◆ TASK DESCRIPTION ◆
Keep the images out and copy every entry below exactly.
═════ TASK INPUTS
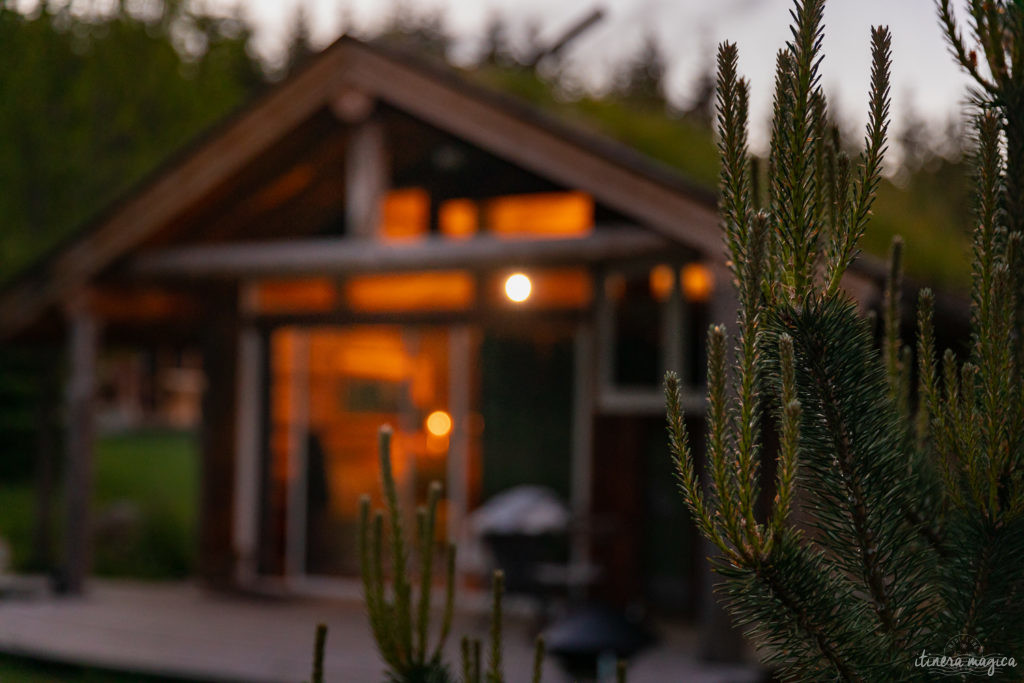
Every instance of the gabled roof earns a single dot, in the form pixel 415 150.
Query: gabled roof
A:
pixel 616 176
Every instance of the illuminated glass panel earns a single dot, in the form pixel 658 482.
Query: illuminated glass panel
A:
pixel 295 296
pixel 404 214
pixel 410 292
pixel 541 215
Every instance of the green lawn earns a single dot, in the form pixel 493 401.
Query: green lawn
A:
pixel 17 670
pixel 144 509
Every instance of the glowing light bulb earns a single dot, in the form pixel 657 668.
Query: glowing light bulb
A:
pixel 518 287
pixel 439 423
══════════
◆ SOLUTION TO THIS PROBLEM ◆
Every instance of the gabled roof earns a single dot, in the form pixel 415 150.
Query: gabled roof
A:
pixel 616 176
Every instance of the illuminated glass panel earns a single dot, in the form pixel 658 482.
Query: illuminated glass panel
A:
pixel 295 296
pixel 404 214
pixel 410 292
pixel 541 215
Every instance of the green lawn earns a single dot, in the form pixel 493 401.
Query: green lawn
A:
pixel 17 670
pixel 144 509
Every instance of the glowing light bulb earns a single dot, in the form pixel 657 668.
Query: glowing light bulb
A:
pixel 518 287
pixel 439 423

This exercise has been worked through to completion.